Showtime recently launched a new comedy series entitled “The United States of Tara.” This hour-long show comes after a string of comedy hits from Showtime that includes “Californication,” “Weeds” and “Dexter”. The show itself has an impressive pedigree – it is created by Steven Spielberg, written by recent Oscar winner Diablo Cody and stars past Oscar nominee Toni Collette. Showtime’s issue with the show, like any media company trying to launch a new show, movie, website, etc., is trying to figure out how to get people interested. Today’s media landscape is oversaturated with hundreds of entertainment options that battle for our attention. When launching “Tara,” Showtime had to ask itself, “What do we do to get the show in front of potential viewers who might be interested in watching our product?” The answer isn’t wall-to-wall publicity coverage, or a “viral” online stunt, and it might come as a surprise to many.

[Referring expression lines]
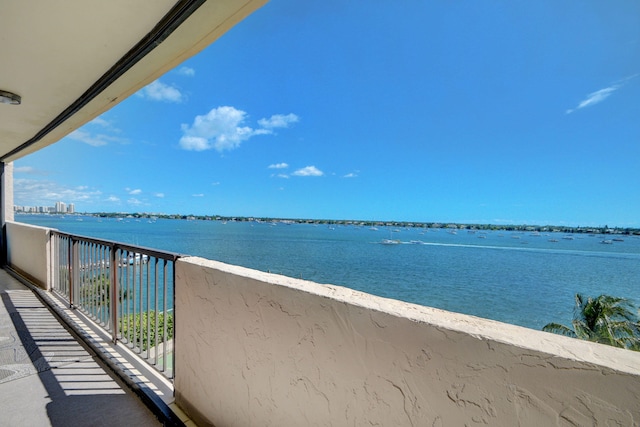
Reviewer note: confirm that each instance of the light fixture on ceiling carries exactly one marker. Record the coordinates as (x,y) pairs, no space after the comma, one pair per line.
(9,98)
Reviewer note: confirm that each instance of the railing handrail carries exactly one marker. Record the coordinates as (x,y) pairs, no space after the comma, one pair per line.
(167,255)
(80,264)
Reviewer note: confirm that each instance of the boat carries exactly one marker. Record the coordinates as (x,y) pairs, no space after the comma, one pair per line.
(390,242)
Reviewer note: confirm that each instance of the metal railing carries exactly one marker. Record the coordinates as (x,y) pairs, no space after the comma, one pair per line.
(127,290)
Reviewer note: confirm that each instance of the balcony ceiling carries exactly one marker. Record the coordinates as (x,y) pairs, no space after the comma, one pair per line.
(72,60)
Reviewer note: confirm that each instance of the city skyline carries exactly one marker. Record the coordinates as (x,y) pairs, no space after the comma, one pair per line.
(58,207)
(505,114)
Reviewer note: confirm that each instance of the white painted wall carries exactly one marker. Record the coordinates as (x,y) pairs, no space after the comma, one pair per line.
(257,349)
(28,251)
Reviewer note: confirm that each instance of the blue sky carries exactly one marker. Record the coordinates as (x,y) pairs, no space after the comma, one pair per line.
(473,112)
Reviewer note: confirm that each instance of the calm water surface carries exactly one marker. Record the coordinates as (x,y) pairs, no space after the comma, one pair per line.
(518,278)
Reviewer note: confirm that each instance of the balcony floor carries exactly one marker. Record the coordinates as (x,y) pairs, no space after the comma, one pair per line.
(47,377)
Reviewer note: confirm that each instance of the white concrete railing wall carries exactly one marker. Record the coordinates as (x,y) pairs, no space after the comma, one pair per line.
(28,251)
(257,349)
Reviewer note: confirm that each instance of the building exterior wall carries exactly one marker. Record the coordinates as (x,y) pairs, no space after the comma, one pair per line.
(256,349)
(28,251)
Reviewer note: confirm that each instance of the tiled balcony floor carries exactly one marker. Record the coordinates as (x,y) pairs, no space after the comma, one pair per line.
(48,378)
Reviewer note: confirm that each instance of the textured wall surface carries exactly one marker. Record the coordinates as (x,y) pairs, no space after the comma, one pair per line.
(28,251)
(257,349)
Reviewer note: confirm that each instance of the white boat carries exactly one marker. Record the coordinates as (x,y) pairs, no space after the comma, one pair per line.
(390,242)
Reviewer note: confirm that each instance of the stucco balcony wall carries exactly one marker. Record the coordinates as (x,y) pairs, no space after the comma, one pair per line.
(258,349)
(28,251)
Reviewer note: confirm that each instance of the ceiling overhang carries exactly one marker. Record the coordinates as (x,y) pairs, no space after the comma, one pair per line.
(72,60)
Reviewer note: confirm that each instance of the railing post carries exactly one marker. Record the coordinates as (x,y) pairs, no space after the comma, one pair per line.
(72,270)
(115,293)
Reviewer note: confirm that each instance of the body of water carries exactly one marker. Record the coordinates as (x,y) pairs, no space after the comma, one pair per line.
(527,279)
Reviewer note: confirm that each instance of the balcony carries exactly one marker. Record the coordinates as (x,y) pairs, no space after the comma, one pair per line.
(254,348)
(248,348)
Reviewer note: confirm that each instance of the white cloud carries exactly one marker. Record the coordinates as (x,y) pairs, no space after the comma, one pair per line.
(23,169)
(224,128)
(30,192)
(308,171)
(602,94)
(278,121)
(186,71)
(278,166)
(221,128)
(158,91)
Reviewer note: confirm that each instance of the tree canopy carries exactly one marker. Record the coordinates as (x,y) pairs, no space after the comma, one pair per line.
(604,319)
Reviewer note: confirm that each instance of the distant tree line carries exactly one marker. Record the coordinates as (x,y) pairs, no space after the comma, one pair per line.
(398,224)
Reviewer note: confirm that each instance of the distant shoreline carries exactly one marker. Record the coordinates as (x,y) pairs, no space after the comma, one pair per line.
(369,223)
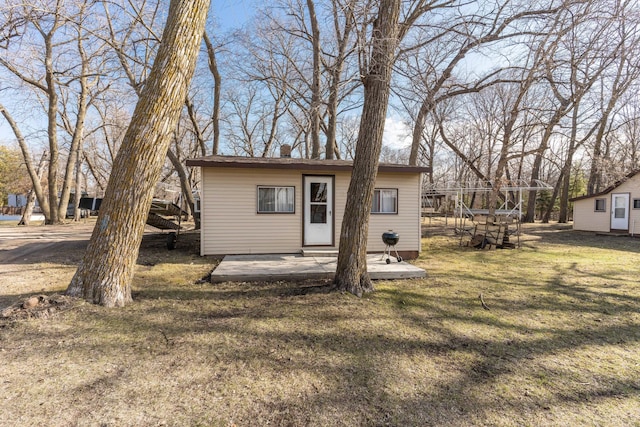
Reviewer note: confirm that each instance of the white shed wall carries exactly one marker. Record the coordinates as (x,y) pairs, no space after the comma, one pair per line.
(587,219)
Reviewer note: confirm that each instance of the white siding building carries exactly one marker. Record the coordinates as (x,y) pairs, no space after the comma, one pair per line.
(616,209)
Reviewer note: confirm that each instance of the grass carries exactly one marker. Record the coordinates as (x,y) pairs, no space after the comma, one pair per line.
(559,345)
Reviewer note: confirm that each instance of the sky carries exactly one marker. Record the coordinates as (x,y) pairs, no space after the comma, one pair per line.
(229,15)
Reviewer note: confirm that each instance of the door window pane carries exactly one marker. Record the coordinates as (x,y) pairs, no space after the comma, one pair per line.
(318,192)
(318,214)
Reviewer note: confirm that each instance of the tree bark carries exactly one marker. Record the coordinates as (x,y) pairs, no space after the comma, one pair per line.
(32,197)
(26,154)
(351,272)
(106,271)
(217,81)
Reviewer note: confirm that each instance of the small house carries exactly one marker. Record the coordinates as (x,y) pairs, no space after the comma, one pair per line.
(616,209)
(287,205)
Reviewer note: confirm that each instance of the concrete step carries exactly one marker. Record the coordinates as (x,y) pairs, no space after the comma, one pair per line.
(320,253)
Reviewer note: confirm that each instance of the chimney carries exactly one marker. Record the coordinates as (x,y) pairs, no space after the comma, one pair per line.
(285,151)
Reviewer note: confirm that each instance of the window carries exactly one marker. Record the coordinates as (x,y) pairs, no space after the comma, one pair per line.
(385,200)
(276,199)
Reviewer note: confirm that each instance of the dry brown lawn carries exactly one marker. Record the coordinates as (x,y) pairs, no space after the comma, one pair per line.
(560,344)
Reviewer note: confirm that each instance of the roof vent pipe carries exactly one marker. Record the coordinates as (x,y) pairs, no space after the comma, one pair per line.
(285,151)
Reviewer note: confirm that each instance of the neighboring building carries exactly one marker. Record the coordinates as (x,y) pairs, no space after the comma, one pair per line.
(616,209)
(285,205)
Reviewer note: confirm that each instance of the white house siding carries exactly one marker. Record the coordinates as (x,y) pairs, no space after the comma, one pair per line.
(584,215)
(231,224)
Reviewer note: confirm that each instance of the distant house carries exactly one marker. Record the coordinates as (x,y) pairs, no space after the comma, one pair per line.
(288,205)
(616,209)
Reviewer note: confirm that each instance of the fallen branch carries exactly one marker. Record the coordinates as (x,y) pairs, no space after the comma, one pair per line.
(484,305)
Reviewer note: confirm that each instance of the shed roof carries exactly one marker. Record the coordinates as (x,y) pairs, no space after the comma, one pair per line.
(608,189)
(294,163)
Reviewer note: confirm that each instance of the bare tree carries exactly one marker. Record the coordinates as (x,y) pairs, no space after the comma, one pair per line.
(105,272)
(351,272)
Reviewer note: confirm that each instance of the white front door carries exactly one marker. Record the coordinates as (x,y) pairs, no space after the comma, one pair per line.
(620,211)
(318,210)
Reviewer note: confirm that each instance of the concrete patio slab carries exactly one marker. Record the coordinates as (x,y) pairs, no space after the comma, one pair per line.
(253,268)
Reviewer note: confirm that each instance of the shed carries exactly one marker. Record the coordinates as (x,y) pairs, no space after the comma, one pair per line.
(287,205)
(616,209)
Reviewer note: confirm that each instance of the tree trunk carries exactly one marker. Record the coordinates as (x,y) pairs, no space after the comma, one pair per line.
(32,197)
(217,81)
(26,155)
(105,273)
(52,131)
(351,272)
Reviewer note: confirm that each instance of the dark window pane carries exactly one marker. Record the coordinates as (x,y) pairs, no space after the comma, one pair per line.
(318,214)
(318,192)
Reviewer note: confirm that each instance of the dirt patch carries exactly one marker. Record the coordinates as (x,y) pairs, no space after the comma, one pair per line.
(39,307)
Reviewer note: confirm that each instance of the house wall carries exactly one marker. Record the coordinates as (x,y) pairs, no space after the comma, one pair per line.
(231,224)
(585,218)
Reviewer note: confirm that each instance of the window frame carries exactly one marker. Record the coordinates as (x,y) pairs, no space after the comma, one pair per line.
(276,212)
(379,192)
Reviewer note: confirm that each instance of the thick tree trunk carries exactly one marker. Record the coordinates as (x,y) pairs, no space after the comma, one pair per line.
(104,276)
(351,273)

---

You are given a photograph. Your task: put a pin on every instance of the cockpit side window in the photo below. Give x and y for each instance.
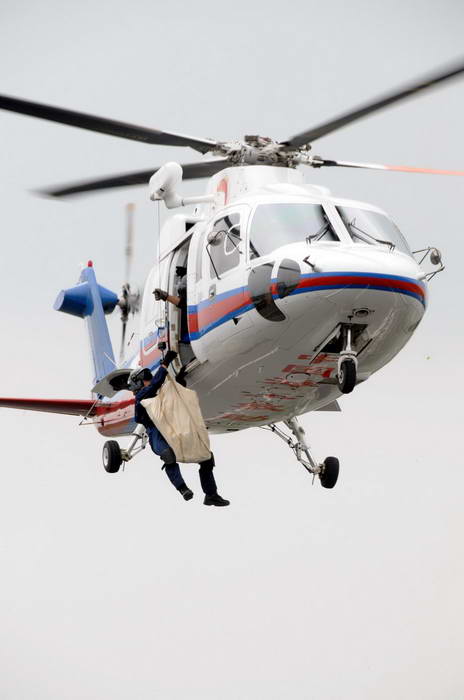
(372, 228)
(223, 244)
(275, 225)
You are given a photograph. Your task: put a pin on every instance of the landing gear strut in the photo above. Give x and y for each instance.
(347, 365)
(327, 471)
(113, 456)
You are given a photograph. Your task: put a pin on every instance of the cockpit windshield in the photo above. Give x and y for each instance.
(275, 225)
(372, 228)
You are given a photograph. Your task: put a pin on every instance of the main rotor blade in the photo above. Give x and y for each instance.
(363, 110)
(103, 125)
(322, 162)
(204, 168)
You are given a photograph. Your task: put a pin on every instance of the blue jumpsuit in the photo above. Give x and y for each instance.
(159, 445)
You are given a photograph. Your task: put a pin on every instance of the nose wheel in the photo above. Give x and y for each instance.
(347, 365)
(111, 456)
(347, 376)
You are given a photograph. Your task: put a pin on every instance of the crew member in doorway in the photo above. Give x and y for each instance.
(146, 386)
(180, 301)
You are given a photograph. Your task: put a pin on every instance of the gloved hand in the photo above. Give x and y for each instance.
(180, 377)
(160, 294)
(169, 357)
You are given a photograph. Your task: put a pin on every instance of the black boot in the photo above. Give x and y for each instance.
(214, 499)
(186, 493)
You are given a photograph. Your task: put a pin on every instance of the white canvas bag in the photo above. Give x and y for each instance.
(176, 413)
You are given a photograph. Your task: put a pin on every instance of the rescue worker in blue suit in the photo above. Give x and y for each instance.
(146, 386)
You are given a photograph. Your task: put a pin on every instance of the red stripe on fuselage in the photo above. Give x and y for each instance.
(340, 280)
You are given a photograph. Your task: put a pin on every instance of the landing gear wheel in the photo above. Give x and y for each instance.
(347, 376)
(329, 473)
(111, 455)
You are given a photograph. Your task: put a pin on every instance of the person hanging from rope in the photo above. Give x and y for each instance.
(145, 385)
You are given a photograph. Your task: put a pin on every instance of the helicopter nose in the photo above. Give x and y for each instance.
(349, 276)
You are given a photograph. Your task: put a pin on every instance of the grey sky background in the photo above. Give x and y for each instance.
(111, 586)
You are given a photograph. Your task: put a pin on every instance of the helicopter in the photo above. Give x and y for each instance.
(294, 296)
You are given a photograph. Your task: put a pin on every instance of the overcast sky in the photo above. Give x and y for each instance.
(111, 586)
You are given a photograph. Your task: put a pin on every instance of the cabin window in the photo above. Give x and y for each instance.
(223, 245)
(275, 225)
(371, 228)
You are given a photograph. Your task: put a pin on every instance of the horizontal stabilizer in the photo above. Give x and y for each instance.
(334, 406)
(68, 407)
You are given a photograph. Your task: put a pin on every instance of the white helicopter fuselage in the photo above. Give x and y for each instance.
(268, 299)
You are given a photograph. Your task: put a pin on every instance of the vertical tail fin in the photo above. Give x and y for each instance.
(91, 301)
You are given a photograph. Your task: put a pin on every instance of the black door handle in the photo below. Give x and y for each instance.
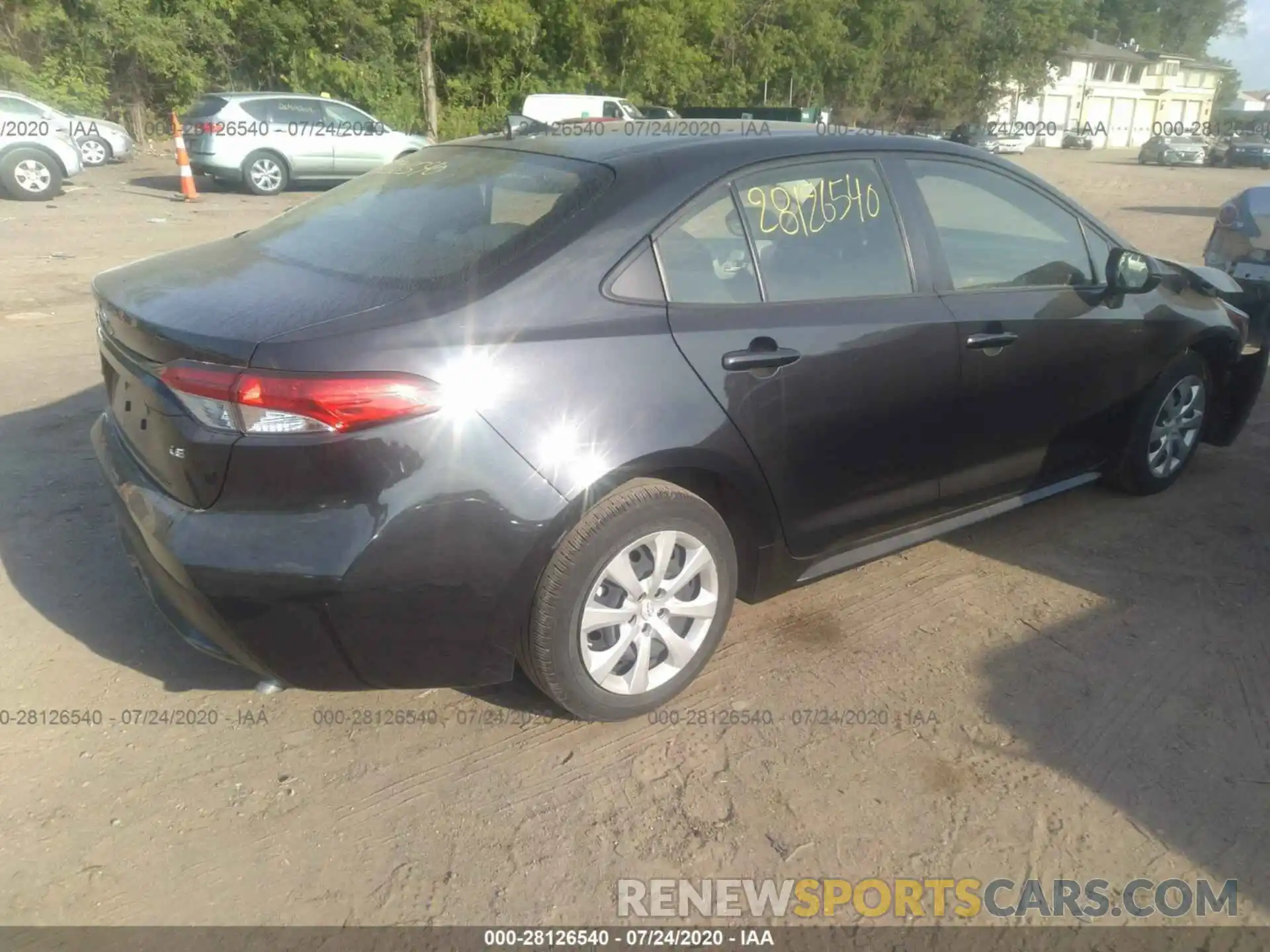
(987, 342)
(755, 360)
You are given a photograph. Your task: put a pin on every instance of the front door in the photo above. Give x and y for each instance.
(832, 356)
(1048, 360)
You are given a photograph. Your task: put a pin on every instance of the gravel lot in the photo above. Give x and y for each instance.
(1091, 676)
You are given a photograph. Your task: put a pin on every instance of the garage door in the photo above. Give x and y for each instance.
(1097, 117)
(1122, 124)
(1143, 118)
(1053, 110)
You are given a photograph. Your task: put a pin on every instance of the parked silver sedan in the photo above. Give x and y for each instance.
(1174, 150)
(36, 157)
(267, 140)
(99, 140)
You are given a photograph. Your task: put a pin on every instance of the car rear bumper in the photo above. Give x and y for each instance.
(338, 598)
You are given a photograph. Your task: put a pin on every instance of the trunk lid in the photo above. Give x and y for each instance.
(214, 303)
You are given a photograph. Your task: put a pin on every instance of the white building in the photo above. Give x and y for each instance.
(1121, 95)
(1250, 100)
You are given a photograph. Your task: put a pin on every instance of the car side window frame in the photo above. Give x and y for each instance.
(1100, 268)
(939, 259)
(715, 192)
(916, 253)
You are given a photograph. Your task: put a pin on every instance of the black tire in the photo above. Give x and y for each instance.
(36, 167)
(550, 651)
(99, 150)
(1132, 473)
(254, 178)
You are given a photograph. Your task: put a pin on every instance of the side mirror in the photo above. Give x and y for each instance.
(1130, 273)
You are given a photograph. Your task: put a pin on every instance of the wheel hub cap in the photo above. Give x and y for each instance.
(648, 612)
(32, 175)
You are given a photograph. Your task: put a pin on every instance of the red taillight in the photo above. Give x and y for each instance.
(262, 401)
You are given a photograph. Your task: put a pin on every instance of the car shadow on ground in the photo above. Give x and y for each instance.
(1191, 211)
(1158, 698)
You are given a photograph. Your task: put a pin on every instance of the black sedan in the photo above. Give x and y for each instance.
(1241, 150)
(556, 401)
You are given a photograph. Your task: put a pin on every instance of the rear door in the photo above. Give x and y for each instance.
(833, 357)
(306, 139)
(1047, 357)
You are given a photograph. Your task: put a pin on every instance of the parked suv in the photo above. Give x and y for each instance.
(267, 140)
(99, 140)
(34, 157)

**Problems and tasks**.
#1 Summarize the passage above on Showtime's new series in two sentences.
#2 According to the passage on Showtime's new series, who wrote "The United States of Tara"?

**Results for the exercise**.
#1 Showtime has launched "The United States of Tara," a comedy series created by Steven Spielberg, written by Diablo Cody and starring Toni Collette. Like any media company in an oversaturated entertainment landscape, Showtime had to figure out how to get the show in front of potential viewers, and the answer was neither wall-to-wall publicity nor a "viral" online stunt.

#2 Diablo Cody wrote it.